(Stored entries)
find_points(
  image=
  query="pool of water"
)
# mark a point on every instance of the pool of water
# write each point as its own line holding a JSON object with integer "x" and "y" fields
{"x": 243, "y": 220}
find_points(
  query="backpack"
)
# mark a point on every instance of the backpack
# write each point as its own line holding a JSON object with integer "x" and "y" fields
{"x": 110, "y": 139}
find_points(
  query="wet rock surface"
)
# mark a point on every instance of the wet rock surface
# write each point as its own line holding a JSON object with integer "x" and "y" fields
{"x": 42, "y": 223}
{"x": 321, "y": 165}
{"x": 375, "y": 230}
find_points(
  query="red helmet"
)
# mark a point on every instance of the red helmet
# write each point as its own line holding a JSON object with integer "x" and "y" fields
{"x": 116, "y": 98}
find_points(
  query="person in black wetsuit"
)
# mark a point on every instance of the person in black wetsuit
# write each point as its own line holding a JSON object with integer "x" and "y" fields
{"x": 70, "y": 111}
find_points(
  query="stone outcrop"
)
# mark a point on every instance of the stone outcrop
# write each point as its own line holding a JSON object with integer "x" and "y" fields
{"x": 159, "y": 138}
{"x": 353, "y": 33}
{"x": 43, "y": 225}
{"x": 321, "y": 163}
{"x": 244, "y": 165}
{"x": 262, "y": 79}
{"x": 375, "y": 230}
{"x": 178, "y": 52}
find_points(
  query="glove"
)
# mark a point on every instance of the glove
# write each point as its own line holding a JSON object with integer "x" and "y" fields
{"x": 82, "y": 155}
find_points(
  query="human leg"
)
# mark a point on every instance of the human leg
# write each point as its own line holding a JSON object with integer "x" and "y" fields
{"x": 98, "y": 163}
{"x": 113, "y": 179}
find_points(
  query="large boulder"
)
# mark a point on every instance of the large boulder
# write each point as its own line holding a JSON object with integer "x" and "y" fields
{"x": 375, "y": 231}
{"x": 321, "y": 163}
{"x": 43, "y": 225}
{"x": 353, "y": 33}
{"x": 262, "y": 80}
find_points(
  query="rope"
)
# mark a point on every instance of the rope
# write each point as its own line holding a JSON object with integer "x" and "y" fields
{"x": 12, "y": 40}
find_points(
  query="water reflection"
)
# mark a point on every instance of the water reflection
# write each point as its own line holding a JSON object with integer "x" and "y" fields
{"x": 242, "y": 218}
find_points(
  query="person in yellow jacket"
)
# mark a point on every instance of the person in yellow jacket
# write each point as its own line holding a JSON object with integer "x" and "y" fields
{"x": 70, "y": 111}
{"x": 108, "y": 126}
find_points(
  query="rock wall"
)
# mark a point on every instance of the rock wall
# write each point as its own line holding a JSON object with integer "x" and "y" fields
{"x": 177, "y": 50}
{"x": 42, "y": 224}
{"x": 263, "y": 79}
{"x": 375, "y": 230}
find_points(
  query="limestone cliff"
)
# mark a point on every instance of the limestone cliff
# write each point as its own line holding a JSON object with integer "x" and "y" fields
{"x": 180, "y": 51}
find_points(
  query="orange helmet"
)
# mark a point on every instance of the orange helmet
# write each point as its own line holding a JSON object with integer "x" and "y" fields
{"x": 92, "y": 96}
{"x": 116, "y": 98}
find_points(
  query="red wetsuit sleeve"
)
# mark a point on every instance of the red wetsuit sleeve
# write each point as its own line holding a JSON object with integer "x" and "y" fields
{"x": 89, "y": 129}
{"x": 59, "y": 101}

### Description of the task
Please write out the data again exactly as it stands.

### Answer for the task
find_points(
  image=
  query="pool of water"
)
# mark a point on every instance of the pool of water
# write each point as its own line holding a JSON object with integer "x" and "y" fields
{"x": 243, "y": 220}
find_points(
  query="backpack"
)
# mark a point on every instance of the backpack
# write each point as its own line holding a JSON object with integer "x" and "y" fields
{"x": 110, "y": 139}
find_points(
  query="wet rock surface"
)
# mark a point on every instance of the wet rock surface
# write each point as its own line holding a JSON object with integer "x" and "y" fields
{"x": 42, "y": 223}
{"x": 321, "y": 165}
{"x": 375, "y": 230}
find_points(
  query="red helmet"
)
# mark a point on every instance of the red helmet
# write each point as its own line holding a JSON object with integer "x" and "y" fields
{"x": 116, "y": 98}
find_points(
  query="person in black wetsuit"
)
# mark a point on every instance of the person in black wetsuit
# write each point as its own line holding a JSON object with integer "x" and "y" fields
{"x": 70, "y": 111}
find_points(
  query="stone outcrop"
)
# mark a point on every instance of the stone outcrop
# write each point as its own line holding a JSON object with integer "x" and "y" fields
{"x": 159, "y": 138}
{"x": 353, "y": 33}
{"x": 43, "y": 225}
{"x": 321, "y": 163}
{"x": 244, "y": 165}
{"x": 262, "y": 79}
{"x": 375, "y": 230}
{"x": 178, "y": 52}
find_points(
  query="glove"
)
# mark a point on every instance of the glove
# write each point as its own line holding a JSON object with integer "x" and "y" fields
{"x": 82, "y": 155}
find_points(
  query="human leg"
)
# mark a point on every instance of the human leg
# write each point as its own line holding a JSON object with integer "x" and "y" fields
{"x": 98, "y": 163}
{"x": 113, "y": 179}
find_points(
  query="large boulder"
)
# mark a point on every instance of the large boulder
# write each point as its own line holding a JSON object with integer "x" and "y" fields
{"x": 375, "y": 231}
{"x": 321, "y": 163}
{"x": 43, "y": 225}
{"x": 353, "y": 33}
{"x": 262, "y": 80}
find_points(
  query="rope"
)
# mark a point on every instance of the rope
# write each point as its own line holding a JSON object with integer "x" and "y" fields
{"x": 12, "y": 40}
find_points(
  query="water reflection"
)
# mark a point on every instance of the water reflection
# write each point as its own line holding a JSON object with integer "x" and "y" fields
{"x": 242, "y": 218}
find_points(
  query="person in yellow jacket"
)
# mark a point on every instance of the person in yellow jacket
# write each point as its own line holding a JSON object with integer "x" and "y" fields
{"x": 70, "y": 111}
{"x": 108, "y": 126}
find_points(
  query="rock wall"
)
# mark a point on every instance of the rock wall
# write each point as its own line holding a JSON object with integer "x" and "y" fields
{"x": 177, "y": 50}
{"x": 42, "y": 224}
{"x": 263, "y": 79}
{"x": 375, "y": 230}
find_points(
  query="limestone cliff"
)
# mark a point on every instance of the limestone cliff
# write each point as its own line holding a JSON object with integer "x" and "y" fields
{"x": 180, "y": 51}
find_points(
  query="orange helmet"
)
# mark a point on every instance of the orange helmet
# write each point as its own line holding a JSON object with integer "x" and "y" fields
{"x": 92, "y": 96}
{"x": 116, "y": 98}
find_points(
  query="red wetsuit sleeve"
)
# mark a point on every instance of the red wetsuit sleeve
# write each point as its own line holding a JSON object with integer "x" and "y" fields
{"x": 89, "y": 129}
{"x": 59, "y": 101}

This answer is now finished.